**** SOURCE EXTRACT
This evolving cultural understanding of technology merits continued discussion. Recent linguistic research has uncovered a tribe in the Amazon that lacks key concepts related to numbers in their language. In fact their linguistic development seems to prevent a cultural understanding of basic concepts related to historical events, storytelling and mythology. This is an extreme example of limitations imposed by language. I recall from my own language studies when I took on an intense Arabic immersion program that there was a point where the thoughts in my brain switched over to Arabic. I dreamed in Arabic. The constraints on my vocabulary gave me the experience of a world of fewer colors, contrasts and shades. Conversation with educated peers including discussions over policy and politics moved to extremes simply out of the lack of the ability to express the nuances of our positions.
When we consider the rapid pace of technology change for users and consumers of technology it is really impressive just how quickly people have adapted. I believe that we have too often mistaken adoption and usage for understanding. The brilliance of Apple and Google in the last decade have been to understand that key difference and use it to reshape how we interact with technology.
Users may appear comfortable with web browsers, twitter, iPhones, YouTube and Facebook based on their usage. Careful examination of user behavior may determine that users are not fluent with the technology, but are instead working by rote memorization along a predetermined path. Users may appear to be quite sophisticated, but upon careful analysis actually have a limited understanding of the tools they use. Their knowledge gained by trial and error may not be actual knowledge but just well trained reflexive responses. Expose them to something unusual and these users will often fail to reach their goal. We can look at things like the variations within usage path, observing how users recover from being directed away from normal paths, and their adoption and usage of features to measure their real understanding of the tools and technologies. The impact of working to understand and measure users can be seen in a number of “2.0” technologies from the last few years. In understanding the true fluency of users application developers and technology innovators can create huge cultural shifts and build amazing new things.
********
PROBLEMS:
- a) Can you reproduce, word for word, the part of the essay on language and technology starting with "When we consider" and going on through "interact with technology."?
- b) Which lines in the records contain the string "chair" with its capitalization matched exactly? Copy each of those lines out in full.
**** PROVIDED ENTRIES
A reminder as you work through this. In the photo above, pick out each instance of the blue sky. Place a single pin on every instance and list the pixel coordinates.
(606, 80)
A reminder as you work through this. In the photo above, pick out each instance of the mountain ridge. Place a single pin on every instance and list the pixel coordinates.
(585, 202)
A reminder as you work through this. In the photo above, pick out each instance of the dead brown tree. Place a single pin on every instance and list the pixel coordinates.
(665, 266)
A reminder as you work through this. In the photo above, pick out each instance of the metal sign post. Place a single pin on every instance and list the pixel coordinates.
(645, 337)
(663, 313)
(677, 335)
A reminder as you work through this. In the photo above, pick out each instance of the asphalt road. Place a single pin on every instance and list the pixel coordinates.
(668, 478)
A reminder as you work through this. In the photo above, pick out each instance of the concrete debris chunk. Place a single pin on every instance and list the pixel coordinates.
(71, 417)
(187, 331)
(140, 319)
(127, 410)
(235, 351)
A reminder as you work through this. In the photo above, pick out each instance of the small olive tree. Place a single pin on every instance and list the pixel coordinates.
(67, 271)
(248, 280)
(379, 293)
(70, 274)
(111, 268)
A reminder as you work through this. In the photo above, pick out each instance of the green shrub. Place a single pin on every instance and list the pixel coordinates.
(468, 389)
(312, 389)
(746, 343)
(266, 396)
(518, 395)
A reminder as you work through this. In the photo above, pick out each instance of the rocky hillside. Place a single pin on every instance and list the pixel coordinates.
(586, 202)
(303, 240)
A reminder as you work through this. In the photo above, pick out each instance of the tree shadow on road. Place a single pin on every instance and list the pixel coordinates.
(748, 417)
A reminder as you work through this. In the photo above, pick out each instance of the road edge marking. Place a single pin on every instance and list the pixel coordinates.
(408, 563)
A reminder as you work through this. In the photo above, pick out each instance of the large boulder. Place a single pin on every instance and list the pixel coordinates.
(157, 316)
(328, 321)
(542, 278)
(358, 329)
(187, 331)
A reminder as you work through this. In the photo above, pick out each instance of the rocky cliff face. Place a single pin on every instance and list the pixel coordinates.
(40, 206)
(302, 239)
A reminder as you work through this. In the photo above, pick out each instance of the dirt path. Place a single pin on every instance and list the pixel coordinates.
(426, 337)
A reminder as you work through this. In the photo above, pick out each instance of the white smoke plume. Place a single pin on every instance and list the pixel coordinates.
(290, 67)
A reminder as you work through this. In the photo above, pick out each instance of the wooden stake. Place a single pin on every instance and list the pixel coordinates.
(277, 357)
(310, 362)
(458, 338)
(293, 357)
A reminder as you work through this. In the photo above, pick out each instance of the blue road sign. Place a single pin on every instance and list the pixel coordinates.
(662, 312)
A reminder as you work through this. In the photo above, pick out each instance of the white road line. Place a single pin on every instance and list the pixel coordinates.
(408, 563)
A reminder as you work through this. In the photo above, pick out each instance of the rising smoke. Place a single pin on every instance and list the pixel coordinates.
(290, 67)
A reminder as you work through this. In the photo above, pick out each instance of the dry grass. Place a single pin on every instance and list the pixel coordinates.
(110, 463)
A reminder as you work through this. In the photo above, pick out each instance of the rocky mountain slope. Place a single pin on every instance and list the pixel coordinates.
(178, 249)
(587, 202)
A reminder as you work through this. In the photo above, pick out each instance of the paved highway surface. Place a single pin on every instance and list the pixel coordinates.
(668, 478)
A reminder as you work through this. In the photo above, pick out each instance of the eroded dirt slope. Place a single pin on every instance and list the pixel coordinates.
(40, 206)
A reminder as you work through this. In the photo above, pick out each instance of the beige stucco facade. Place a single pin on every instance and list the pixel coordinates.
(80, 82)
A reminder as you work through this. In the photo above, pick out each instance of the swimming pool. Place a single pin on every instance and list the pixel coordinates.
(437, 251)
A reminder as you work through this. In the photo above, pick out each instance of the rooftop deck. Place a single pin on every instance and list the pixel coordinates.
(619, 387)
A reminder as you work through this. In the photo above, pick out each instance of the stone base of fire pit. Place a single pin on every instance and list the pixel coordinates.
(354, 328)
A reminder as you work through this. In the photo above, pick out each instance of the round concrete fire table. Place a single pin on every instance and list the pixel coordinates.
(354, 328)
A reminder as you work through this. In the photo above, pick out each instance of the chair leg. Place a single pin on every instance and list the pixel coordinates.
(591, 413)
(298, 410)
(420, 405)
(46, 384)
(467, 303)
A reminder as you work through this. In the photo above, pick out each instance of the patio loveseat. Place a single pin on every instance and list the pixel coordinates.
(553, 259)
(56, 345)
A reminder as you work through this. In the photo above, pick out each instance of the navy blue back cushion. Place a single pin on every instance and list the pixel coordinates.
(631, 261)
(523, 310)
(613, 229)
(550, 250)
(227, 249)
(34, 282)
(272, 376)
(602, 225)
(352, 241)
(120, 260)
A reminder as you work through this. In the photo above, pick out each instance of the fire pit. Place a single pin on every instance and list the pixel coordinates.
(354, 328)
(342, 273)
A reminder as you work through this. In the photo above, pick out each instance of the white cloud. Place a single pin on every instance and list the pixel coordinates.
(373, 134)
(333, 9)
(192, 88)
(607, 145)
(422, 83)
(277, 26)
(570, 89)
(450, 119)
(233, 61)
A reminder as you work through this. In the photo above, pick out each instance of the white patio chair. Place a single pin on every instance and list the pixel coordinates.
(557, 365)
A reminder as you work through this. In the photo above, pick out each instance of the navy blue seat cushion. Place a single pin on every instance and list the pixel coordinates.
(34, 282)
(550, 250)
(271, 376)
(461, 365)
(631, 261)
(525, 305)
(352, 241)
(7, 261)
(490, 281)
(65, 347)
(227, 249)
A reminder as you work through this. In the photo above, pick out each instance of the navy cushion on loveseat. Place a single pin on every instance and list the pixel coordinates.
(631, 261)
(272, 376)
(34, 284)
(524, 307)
********
PER-TASK OUTPUTS:
- a)
When we consider the rapid pace of technology change for users and consumers of technology it is really impressive just how quickly people have adapted. I believe that we have too often mistaken adoption and usage for understanding. The brilliance of Apple and Google in the last decade have been to understand that key difference and use it to reshape how we interact with technology.

- b)
A reminder as you work through this. In the photo above, pick out each instance of the chair leg. Place a single pin on every instance and list the pixel coordinates.
A reminder as you work through this. In the photo above, pick out each instance of the white patio chair. Place a single pin on every instance and list the pixel coordinates.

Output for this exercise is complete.